**WORK INSTRUCTION 1:**
Rewrite the paragraph of the supply chain text that begins "The common approach of severing weak links" as a short bulleted list of its main points.
**WORK INSTRUCTION 2:**
Quote the supply chain text word for word, starting at the words "Instead of immediately" and stopping after "existing supply chain?".

**PROVIDED TEXT:**

****************

The global supply chain landscape is facing a relentless stress test. From the disruptions caused by the COVID-19 pandemic to the growing impacts of climate change, supply chains have never been more vulnerable. Unlike the game show catchphrase “You are the weakest link. Goodbye,” which neatly dismisses contestants, supply chains must adapt to face these challenges head-on.
The COVID-19 pandemic has already tested the resilience of global supply chains, revealing both strengths and weaknesses. However, this is far from the final examination. The ongoing threat of climate change promises to continue challenging supply chains for the foreseeable future. Over the past year, we’ve witnessed extreme weather events like flooding in Europe and Asia, wildfires in California, and freezing temperatures in Texas disrupting crucial parts of supply chains. Adding ongoing conflicts into the equation further complicates the outlook.
The common approach of severing weak links in the supply chain has several issues. First and foremost, many companies lack deep visibility into their global supply chains, particularly for tier 2 and 3 suppliers. These vulnerabilities often remain hidden until a problem arises. Additionally, while climate change is a reality, predicting its specific impacts remains challenging. Although geographic information systems (GIS) and weather models can offer some advance warning, few businesses are using this data to make supply chain decisions. Lastly, frequent supplier changes can introduce their own risks and disrupt people’s lives.
Instead of immediately eliminating weak links in the supply chain, access to better data can help companies make informed decisions. This begins by obtaining primary, high-frequency sustainability data from factories and partners, including tier 2 and 3 suppliers. By combining this information with impact data from sustainability platforms and environmental data from GIS providers and reinsurance companies, companies can identify which supply chain partners are most vulnerable to climate change and when they are most susceptible. The next step is to determine how to use this information effectively: Should companies disengage from at-risk suppliers or help reduce their risk exposure to strengthen the existing supply chain?

****************

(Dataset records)

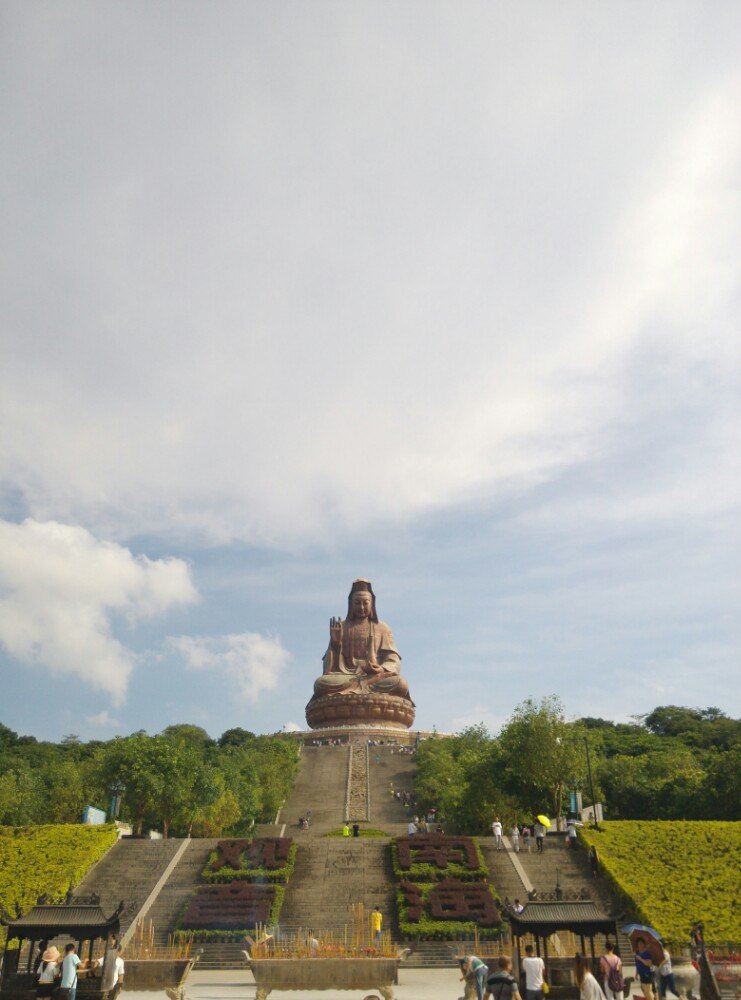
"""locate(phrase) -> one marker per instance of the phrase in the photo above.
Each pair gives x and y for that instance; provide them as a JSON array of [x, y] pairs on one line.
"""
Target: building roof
[[542, 918], [79, 921]]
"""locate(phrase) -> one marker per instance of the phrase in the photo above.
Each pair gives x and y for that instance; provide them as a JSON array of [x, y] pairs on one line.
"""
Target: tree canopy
[[178, 781], [674, 763]]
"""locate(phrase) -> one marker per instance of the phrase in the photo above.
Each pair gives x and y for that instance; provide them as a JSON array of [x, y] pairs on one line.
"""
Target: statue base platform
[[376, 711]]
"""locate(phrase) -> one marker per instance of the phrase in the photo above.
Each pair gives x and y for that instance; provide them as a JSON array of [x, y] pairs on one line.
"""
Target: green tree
[[541, 753], [133, 762]]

****************

**ANSWER AREA 1:**
Problems with cutting weak links from the supply chain:
- Many companies lack deep visibility into their global supply chains, especially tier 2 and 3 suppliers, so vulnerabilities stay hidden until a problem arises.
- The specific impacts of climate change are hard to predict. GIS and weather models can give some advance warning, but few businesses use this data for supply chain decisions.
- Frequent supplier changes bring their own risks and disrupt people's lives.

**ANSWER AREA 2:**
Instead of immediately eliminating weak links in the supply chain, access to better data can help companies make informed decisions. This begins by obtaining primary, high-frequency sustainability data from factories and partners, including tier 2 and 3 suppliers. By combining this information with impact data from sustainability platforms and environmental data from GIS providers and reinsurance companies, companies can identify which supply chain partners are most vulnerable to climate change and when they are most susceptible. The next step is to determine how to use this information effectively: Should companies disengage from at-risk suppliers or help reduce their risk exposure to strengthen the existing supply chain?